C.    Counts 19 and 20: Human Shields

  1. The Trial Chamber found that the Appellant ordered the use of detainees as human shields to protect the headquarters of the Appellant at the Hotel Vitez on 20 April 1993. The Appeals Chamber notes that no finding was made under Article 7(3) of the Statute in relation to this count, and it will not consider this mode of responsibility in that respect.
  2. The Trial Chamber also found that detainees were used as human shields in January or February 1993 to prevent the ABiH from firing on HVO positions. As regards the use of detainees as human shields in January or February 1993, however, the Trial Chamber did not make a finding establishing the Appellant’s criminal responsibility, and the Appeals Chamber therefore does not consider it any further. As regards the use of human shields on 19 and 20 April 1993, on the other hand, the Trial Chamber found that the Prosecution did not prove beyond reasonable doubt that the detainees at Dubravica school and the Vitez Cultural Centre (excluding the Hotel Vitez) were used as protection against attack. The Trial Judgement entered no conviction for crimes committed against detainees in those particular locations, and the Appeals Chamber is barred from considering these allegations any further in the absence of an appeal from the Prosecution.

(GIVEN ENTRIES):

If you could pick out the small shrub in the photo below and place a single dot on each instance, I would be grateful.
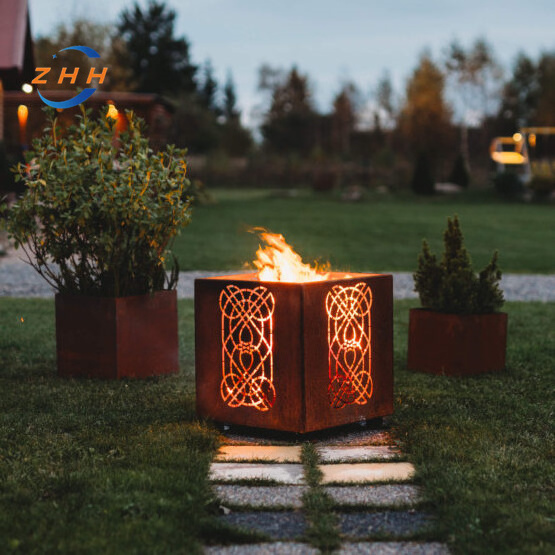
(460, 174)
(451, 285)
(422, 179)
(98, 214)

--

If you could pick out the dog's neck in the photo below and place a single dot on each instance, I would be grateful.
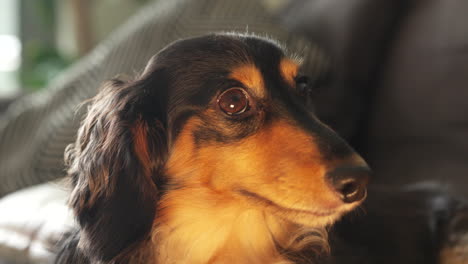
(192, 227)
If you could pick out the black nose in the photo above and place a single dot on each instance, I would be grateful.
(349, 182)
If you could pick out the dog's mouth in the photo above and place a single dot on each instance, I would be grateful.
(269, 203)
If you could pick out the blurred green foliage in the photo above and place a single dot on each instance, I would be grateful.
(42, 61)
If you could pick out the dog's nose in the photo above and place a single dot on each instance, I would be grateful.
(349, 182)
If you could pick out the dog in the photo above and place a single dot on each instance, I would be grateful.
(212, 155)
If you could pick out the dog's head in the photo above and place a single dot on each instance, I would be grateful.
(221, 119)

(TO BE DONE):
(a) Reproduce the stretch of the passage on human shields from "1. The Trial" through "in that respect.".
(b) Answer these questions on the passage on human shields:
(i) Where was the Appellant's headquarters that detainees were ordered to protect on 20 April 1993?
(ii) What was the use of detainees as human shields in January or February 1993 meant to prevent?
(iii) At which two locations did the Prosecution fail to prove that detainees were used as protection against attack?
(c) Carry the passage on human shields forward from its final sentence.
The data above are separate from the passage on human shields.

(REPLIES):
(a)
1. The Trial Chamber found that the Appellant ordered the use of detainees as human shields to protect the headquarters of the Appellant at the Hotel Vitez on 20 April 1993. The Appeals Chamber notes that no finding was made under Article 7(3) of the Statute in relation to this count, and it will not consider this mode of responsibility in that respect.

(b)
(i) At the Hotel Vitez.
(ii) The ABiH firing on HVO positions.
(iii) Dubravica school and the Vitez Cultural Centre.

(c)
  3. The Trial Chamber did, however, find that on 20 April 1993, the villagers of Gacice were used as human shields to protect the HVO headquarters in the Hotel Vitez, which “inflicted considerable mental suffering upon the persons involved.” In convicting the Appellant on Counts 19 and 20, the Trial Chamber’s reasoning was the following: first, the detainees (numbering 247) were detained in front of the Appellant’s headquarters for two and a half to three hours. Second, the Appellant was present in the building for a large part of the afternoon. Third, the ABiH on 20 April 1993 began an offensive of which the Appellant was aware. The Trial Chamber was “therefore convinced beyond all reasonable doubt that on 20 April 1993 General Blaskic ordered civilians from Gacice village to be used as human shields in order to protect his headquarters.” [...]
  4. The Appeals Chamber notes that Article 23 of Geneva Convention III provides as follows:

No prisoner of war may at any time be sent to, or detained in areas where he may be exposed to the fire of the combat zone, nor may his presence be used to render certain points or areas immune from military operations.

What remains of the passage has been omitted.